● **TASKS**
- a) Condense the paragraph of the BERT attention summary that begins "The authors explore surface-level patterns" into a short bulleted list that keeps its main facts.
- b) Change "delimiter tokens" to "separator tokens" in the BERT attention summary. Then give the passage from "- Attention-Based Probing" up to and including "initial 'bag-of-words' type representation.".

● **PAGE EXTRACT**
An Analysis of Attention Mechanisms in BERT: Insights and Implications
The paper "What Does BERT Look At? An Analysis of BERT's Attention," authored by Kevin Clark, Urvashi Khandelwal, Omer Levy, and Christopher D. Manning, presents a rigorous examination of the attention mechanisms within the BERT model. This work investigates the attention heads in BERT to understand the linguistic features they learn during pre-training.
Primary Contributions
The paper delivers several key insights into the behavior of BERT's attention heads:
- Common Patterns in Attention Heads: The authors observe that BERT's attention heads frequently exhibit common behavior patterns, such as attending to positional offsets or broadly over the entire sentence. Attention heads in the same layer often behave similarly, and a notable portion of the attention focuses on special tokens such as [SEP], [CLS], and punctuation marks.
- Correlation with Linguistic Phenomena: The paper demonstrates that certain attention heads correlate well with specific linguistic features. Heads are identified that consistently focus on direct objects of verbs, determiners of nouns, and coreferent mentions, showing surprisingly high accuracy.
- Attention-Based Probing Classifier: An attention-based probing classifier is proposed, which further demonstrates that BERT's attention heads capture substantial syntactic information. This classifier achieves a substantial Unlabelled Attachment Score (UAS) of 77 in dependency parsing.
Detailed Findings
Surface-Level Patterns
The authors explore surface-level patterns by analyzing BERT's attention heads over 1000 random Wikipedia segments. They find that many heads attend predominantly to delimiter tokens like [SEP] and [CLS], suggesting that these tokens might be used as no-op placeholders when the head's primary function is not applicable. Moreover, they observe heads that broadly attend over the whole sentence, especially in the lower layers of the network, indicating an initial 'bag-of-words' type representation.

● **MATERIAL PROVIDED**

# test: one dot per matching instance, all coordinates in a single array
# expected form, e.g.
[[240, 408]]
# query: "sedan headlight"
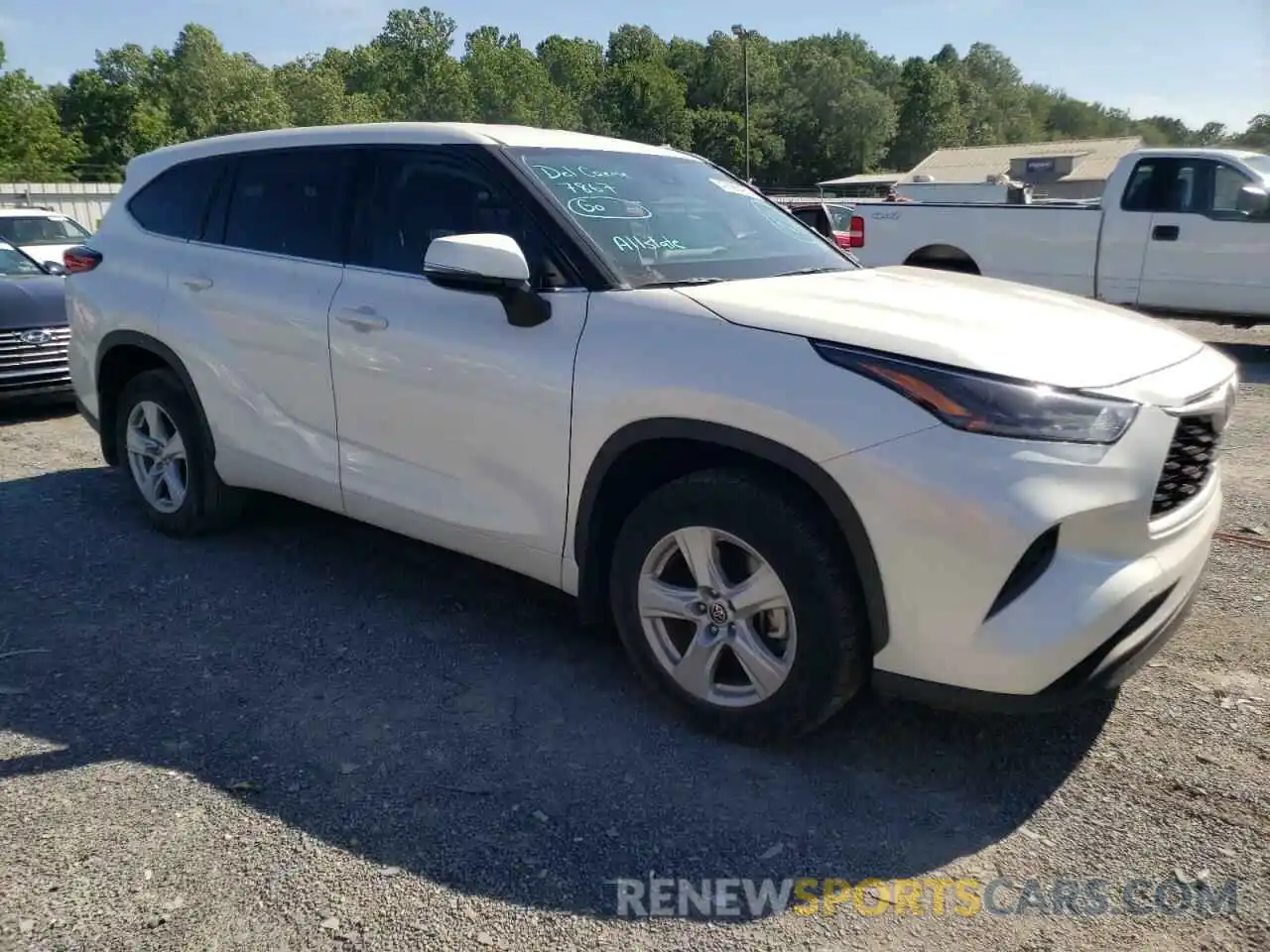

● **TASK-BY-TASK ANSWERS**
- a)
- The authors studied surface-level patterns in BERT's attention heads across 1000 random Wikipedia segments.
- Many heads attend mostly to delimiter tokens such as [SEP] and [CLS]. These tokens may serve as no-op placeholders when a head's main function does not apply.
- Some heads attend broadly over the whole sentence, especially in the lower layers. This points to an early 'bag-of-words' type representation.

- b)
- Attention-Based Probing Classifier: An attention-based probing classifier is proposed, which further demonstrates that BERT's attention heads capture substantial syntactic information. This classifier achieves a substantial Unlabelled Attachment Score (UAS) of 77 in dependency parsing.
Detailed Findings
Surface-Level Patterns
The authors explore surface-level patterns by analyzing BERT's attention heads over 1000 random Wikipedia segments. They find that many heads attend predominantly to separator tokens like [SEP] and [CLS], suggesting that these tokens might be used as no-op placeholders when the head's primary function is not applicable. Moreover, they observe heads that broadly attend over the whole sentence, especially in the lower layers of the network, indicating an initial 'bag-of-words' type representation.